### Article

▶

3. Cultural Conflict of Mother-Daughter Relationship

In this novel, there are many conflicts between Chinese and American cultures in people’s ordinary life. Though this continuous conflict, we can notice the giant distinction between the Chinese culture and the American culture. And this kind of conflicts is a most important part.

3.1 Chinese Obedience to Parents and American Independence

We all know there are some different thoughts and feelings between mothers and daughters. The Chinese mothers in The Joy Luck Club expect their daughters to do things in the way as they do. They have been brought up to be obedient to their parents. It is impracticable for some parents to exact obedience from their children, but they regard the children as their underlings and expect total obedience from them. Owing to the different education, the mothers hold the belief that all the traditional values shall exist in the daughter’s mind. Thus, one thing that should be done is just sensitize it, and make this mind more shinning.

Born and grown in an opposite culture, their daughters have a deep confusion about their mothers. They suppose their mothers are different from them. In the novel, the unique American culture does not give the baking to the mothers’ warnings value. The daughters always try to counter to their mothers whenever the mothers express any wishes or want to control them, because they misunderstood the traditional beliefs that their mothers have represented.

In The Joy Luck Club, there is no doubt that Waverly were hindered by her mighty mother Lindo. Waverly felt shameful and yelled loudly when her mother showed off her success to everyone in the street. But the mother was very surprised at Waverly’s anger. Such is the human nature for the traditional Chinese mother who has been educated by Confucianism in China and does everything in the conventional Chinese way. Lindo could not accept the attitudes of her daughter, just as the daughter could not accept the way that her mother behaved in the street. In the Chinese mother’s opinion, a good daughter should be meek and submissive. It is inadvisable for the daughter to argue with her mother on a public occasion. The mother felt sad and depressed, even though Waverly did a lot to rescue the situation.

◀

### Supplied data
▶

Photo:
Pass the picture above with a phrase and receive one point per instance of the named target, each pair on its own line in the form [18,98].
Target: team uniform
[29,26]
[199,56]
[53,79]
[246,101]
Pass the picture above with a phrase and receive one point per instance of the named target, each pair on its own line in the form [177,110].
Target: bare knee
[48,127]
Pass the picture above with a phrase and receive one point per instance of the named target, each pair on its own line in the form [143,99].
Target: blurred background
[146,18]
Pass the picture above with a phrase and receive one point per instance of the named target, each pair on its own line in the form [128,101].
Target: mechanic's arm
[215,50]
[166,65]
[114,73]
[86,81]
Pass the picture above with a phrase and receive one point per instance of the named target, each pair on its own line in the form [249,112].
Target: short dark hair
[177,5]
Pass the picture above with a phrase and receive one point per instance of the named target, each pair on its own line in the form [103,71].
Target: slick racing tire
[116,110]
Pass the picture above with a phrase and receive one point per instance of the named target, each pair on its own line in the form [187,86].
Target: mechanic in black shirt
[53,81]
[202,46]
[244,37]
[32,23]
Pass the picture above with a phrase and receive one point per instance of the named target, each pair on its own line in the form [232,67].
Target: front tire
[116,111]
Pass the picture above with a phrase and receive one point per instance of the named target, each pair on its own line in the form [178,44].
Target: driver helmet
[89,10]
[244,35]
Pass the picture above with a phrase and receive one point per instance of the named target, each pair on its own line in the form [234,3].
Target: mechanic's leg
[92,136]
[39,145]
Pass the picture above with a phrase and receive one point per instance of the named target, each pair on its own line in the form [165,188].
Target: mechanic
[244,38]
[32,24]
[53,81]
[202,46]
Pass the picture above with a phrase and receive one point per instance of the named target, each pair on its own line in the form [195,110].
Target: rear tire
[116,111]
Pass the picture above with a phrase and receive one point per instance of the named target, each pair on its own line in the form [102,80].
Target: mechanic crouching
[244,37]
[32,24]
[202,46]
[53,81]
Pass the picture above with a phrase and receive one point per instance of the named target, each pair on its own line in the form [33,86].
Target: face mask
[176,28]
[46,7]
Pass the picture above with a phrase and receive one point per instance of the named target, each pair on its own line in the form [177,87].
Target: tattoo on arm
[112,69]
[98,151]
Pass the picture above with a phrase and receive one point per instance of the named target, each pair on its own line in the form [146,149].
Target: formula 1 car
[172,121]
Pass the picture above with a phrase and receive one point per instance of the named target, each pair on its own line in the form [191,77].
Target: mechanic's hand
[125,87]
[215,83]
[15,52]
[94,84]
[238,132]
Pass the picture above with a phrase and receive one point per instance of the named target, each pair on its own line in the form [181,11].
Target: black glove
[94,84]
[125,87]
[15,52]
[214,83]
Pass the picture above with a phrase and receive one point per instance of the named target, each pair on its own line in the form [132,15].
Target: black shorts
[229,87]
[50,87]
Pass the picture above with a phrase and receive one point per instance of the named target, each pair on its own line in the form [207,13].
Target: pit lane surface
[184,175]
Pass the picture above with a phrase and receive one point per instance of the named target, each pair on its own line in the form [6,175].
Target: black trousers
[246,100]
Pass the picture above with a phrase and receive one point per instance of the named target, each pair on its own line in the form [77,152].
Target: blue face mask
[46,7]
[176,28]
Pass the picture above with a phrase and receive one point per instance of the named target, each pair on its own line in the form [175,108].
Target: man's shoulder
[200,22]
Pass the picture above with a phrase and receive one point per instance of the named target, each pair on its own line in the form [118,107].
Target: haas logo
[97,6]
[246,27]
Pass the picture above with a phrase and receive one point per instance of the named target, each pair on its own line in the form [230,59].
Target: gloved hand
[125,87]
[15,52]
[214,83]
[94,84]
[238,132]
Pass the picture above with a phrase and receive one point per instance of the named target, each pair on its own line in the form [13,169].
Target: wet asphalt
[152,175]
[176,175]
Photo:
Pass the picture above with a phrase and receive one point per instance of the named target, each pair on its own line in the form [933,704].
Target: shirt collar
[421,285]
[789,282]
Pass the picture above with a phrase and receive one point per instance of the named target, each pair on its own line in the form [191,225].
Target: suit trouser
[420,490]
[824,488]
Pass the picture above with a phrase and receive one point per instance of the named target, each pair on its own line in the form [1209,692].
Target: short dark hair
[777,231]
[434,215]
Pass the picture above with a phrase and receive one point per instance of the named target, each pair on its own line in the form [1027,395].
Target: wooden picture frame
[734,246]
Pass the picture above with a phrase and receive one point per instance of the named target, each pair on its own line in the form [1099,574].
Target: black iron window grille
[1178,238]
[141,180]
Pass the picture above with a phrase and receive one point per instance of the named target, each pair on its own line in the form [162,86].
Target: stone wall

◀

### Requirements
(1) Write out every proper noun in the essay on The Joy Luck Club, each one only once.
(2) Output the listing line for line, starting at the line that contains "the form [1209,692]." and running through the end of the listing.

### Responses
(1)
The Joy Luck Club
Waverly
Lindo
Confucianism
China

(2)
Pass the picture above with a phrase and receive one point per instance of the named target, each pair on its own line in the form [1209,692].
Target: short dark hair
[777,231]
[434,215]
Pass the picture above with a phrase and receive one point per instance of the named target, each pair on its own line in the form [1027,395].
Target: wooden picture frame
[734,246]
Pass the picture above with a phrase and receive one point per instance of the named target, each pair on its own line in the form [1099,574].
Target: black iron window grille
[1178,238]
[141,180]
Pass the picture above with a phrase and receive one point per instance of the named target, each pair on its own line in the form [162,86].
Target: stone wall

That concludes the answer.